** Opening EXERCISE MATERIALS block **
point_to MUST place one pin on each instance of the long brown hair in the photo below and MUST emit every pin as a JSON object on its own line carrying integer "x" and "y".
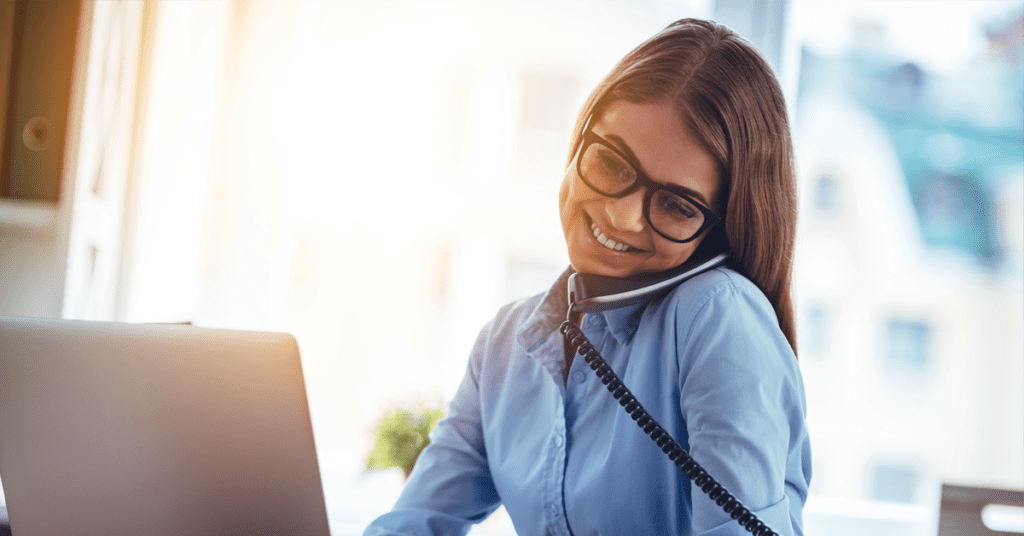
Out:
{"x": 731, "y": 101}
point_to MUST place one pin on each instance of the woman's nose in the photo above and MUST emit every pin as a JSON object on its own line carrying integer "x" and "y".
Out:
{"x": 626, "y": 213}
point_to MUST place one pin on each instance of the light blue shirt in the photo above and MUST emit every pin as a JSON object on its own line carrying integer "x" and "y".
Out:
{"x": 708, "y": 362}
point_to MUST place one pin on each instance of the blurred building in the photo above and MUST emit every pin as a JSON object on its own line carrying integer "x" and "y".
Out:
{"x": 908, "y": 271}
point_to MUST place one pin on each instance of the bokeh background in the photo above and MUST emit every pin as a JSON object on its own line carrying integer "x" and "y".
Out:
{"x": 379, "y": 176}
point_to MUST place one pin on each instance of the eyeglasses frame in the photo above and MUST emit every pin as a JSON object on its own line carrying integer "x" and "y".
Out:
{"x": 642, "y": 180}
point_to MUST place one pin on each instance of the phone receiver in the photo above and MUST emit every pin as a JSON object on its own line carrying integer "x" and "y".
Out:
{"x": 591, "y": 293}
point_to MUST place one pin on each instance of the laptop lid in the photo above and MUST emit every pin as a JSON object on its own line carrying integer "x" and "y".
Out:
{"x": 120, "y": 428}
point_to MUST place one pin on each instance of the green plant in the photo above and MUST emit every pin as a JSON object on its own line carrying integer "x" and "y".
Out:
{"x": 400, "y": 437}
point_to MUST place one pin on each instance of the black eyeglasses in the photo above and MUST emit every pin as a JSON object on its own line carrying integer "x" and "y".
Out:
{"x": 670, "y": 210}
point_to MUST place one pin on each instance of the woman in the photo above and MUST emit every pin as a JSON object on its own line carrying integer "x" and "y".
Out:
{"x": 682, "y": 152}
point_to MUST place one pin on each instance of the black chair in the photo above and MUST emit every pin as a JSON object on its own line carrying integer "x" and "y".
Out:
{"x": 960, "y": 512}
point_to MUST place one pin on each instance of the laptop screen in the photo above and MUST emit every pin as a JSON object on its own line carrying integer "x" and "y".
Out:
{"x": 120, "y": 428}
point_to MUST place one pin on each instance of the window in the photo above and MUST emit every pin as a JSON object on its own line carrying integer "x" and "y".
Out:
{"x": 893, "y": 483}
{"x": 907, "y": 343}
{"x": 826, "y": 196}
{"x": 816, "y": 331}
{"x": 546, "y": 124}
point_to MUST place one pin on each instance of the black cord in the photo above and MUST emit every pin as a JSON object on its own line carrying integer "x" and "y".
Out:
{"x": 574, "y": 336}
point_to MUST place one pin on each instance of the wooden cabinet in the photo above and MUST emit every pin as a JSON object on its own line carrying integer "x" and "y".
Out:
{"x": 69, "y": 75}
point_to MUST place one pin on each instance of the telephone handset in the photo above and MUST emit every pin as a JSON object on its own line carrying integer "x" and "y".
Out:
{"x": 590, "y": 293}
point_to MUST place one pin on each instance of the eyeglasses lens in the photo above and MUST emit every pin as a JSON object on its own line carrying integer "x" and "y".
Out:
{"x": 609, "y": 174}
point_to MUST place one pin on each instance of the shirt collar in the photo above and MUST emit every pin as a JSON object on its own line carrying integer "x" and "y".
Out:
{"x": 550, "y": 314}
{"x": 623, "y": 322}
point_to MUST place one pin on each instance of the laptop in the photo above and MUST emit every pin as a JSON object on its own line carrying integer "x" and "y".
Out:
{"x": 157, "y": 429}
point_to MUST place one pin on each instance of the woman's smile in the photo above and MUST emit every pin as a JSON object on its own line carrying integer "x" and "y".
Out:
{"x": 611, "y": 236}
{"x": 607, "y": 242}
** Closing EXERCISE MATERIALS block **
** Opening EXERCISE MATERIALS block **
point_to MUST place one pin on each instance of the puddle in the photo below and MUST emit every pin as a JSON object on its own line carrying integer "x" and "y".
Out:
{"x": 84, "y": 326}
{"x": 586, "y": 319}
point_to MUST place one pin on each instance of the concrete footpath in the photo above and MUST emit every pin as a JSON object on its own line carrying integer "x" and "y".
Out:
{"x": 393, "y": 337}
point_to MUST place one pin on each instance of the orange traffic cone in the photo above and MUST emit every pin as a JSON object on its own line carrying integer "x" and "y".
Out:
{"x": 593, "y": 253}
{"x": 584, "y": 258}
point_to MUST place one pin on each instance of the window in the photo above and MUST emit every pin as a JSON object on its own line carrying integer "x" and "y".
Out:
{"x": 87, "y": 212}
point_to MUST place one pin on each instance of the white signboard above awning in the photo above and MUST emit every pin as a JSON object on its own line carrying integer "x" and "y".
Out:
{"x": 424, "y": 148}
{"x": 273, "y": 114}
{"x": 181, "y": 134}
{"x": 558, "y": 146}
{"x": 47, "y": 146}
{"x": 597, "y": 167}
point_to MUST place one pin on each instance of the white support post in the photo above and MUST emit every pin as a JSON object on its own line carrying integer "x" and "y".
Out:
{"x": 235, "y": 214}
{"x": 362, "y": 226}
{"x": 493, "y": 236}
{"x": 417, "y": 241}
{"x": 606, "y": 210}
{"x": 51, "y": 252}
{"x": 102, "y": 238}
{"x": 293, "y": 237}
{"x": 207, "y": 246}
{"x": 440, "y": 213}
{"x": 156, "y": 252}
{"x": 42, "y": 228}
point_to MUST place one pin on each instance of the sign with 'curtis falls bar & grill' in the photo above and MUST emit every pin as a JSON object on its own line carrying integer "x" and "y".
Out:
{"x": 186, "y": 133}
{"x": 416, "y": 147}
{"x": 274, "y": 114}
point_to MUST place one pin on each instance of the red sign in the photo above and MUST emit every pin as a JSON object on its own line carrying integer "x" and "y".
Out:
** Closing EXERCISE MATERIALS block **
▸ **AIM OF THE EXERCISE**
Make a copy of each line in the records that has the word "below".

▸ **COMPLETED TASK**
point_to MUST place one pin on each instance of the long brown hair in the photo below and MUST emit every pin as a JSON object on its own line carrying integer "x" and "y".
point_to MUST place one pin on each instance of the puddle in the photo below and MUST emit every pin as a JSON object on its own line carrying integer "x" and "y".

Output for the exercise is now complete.